● **PROBLEMA 1**:
Transcreva do texto sobre a série Noah's Arc o trecho que vai de "Se a questão" até "rindo ou chorando.", inclusive.

Quando se pensa em minorias as discussões tendem a polarizar. Dois exemplos: se o foco são os gays surgem dois discursos básicos, que são o da bicha pintosa esteriotipada ou da bicha rica bem sucedida que não dá pinta num claro processo de "limpeza" da imagem. Se o foco são os negros, pode-se pensar nos negros nos guetos em contexto violento de alta criminalidade ou no negro bem sucedido e rico podendo posar em comercial de margarina. Essa polarização é o problema.

Se a questão toda é discutir diversidade que se coloque. Crie-se espaço para as diversas formas. O problema em Noah's Arc é que isso ficou preso. Fora que é evidente outra polarização entre os atores principais são "flamboyants" e que se relacionam, cada um deles, como o tipo "macho man", muitas vezes inertes. As personagens Trey Iverson, um cara que a gente não sabe se é enfermeiro ou o Coisa do Quarteto Fantástico (a atuação de Gregory Keith é quase uma pedra) e Wade (Jenssen Atwood) são alguns exemplos. No caso de Wade há várias possibilidades, mas Atwood está mais preocupado em mexer o queixo da mesma maneira, esteja sua personagem rindo ou chorando.

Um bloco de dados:
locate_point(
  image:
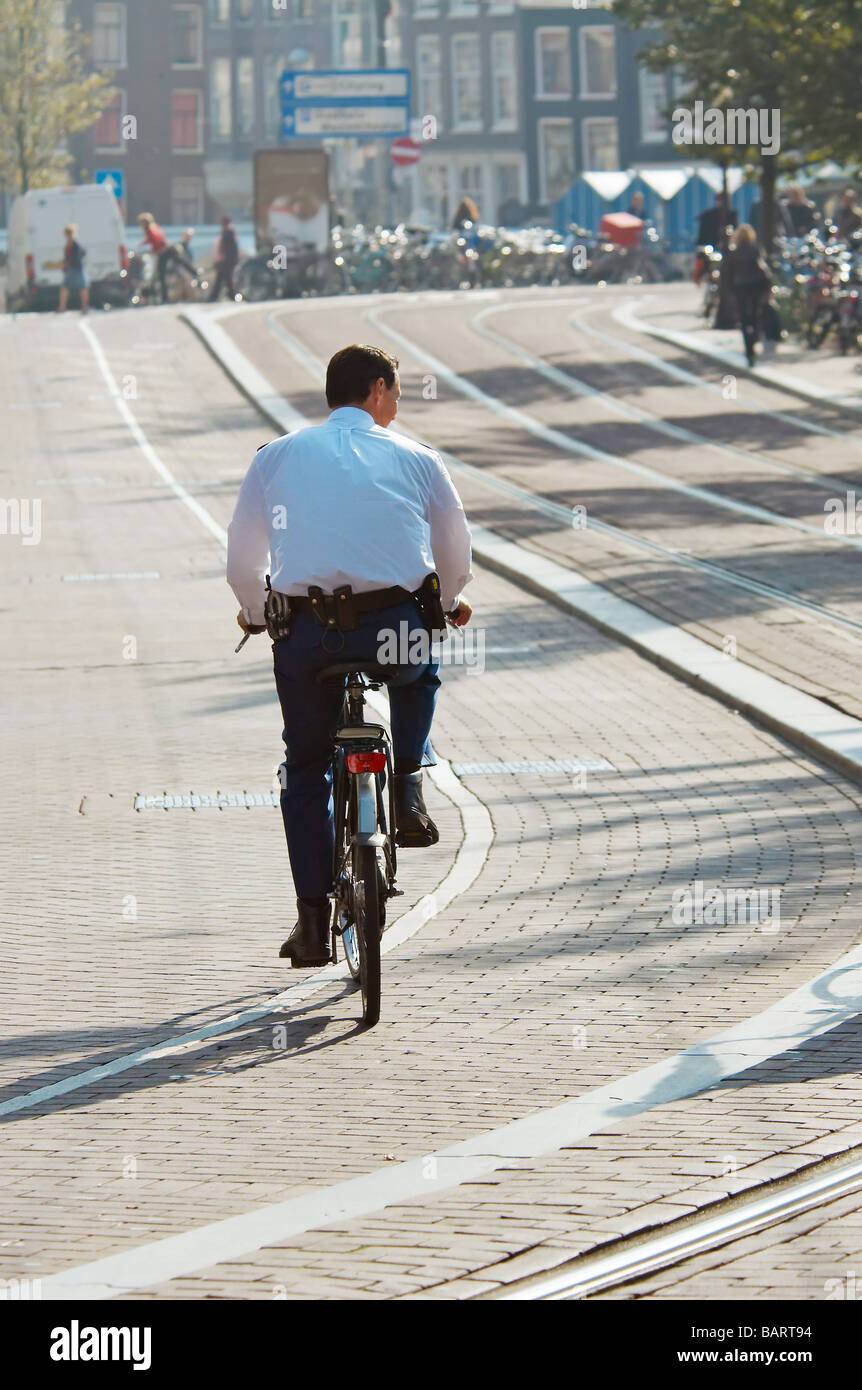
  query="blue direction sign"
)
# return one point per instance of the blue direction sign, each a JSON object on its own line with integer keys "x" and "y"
{"x": 345, "y": 102}
{"x": 113, "y": 178}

● **PROBLEMA 2**:
Atualize os registros, substituindo "blue direction sign" por "blue street sign" e mantendo todo o resto igual. Deixe as imagens de fora da resposta.

● **RESOLUÇÃO COMENTADA 1**:
Se a questão toda é discutir diversidade que se coloque. Crie-se espaço para as diversas formas. O problema em Noah's Arc é que isso ficou preso. Fora que é evidente outra polarização entre os atores principais são "flamboyants" e que se relacionam, cada um deles, como o tipo "macho man", muitas vezes inertes. As personagens Trey Iverson, um cara que a gente não sabe se é enfermeiro ou o Coisa do Quarteto Fantástico (a atuação de Gregory Keith é quase uma pedra) e Wade (Jenssen Atwood) são alguns exemplos. No caso de Wade há várias possibilidades, mas Atwood está mais preocupado em mexer o queixo da mesma maneira, esteja sua personagem rindo ou chorando.

● **RESOLUÇÃO COMENTADA 2**:
locate_point(
  image:
  query="blue street sign"
)
# return one point per instance of the blue street sign, each a JSON object on its own line with integer keys "x" and "y"
{"x": 345, "y": 102}
{"x": 113, "y": 178}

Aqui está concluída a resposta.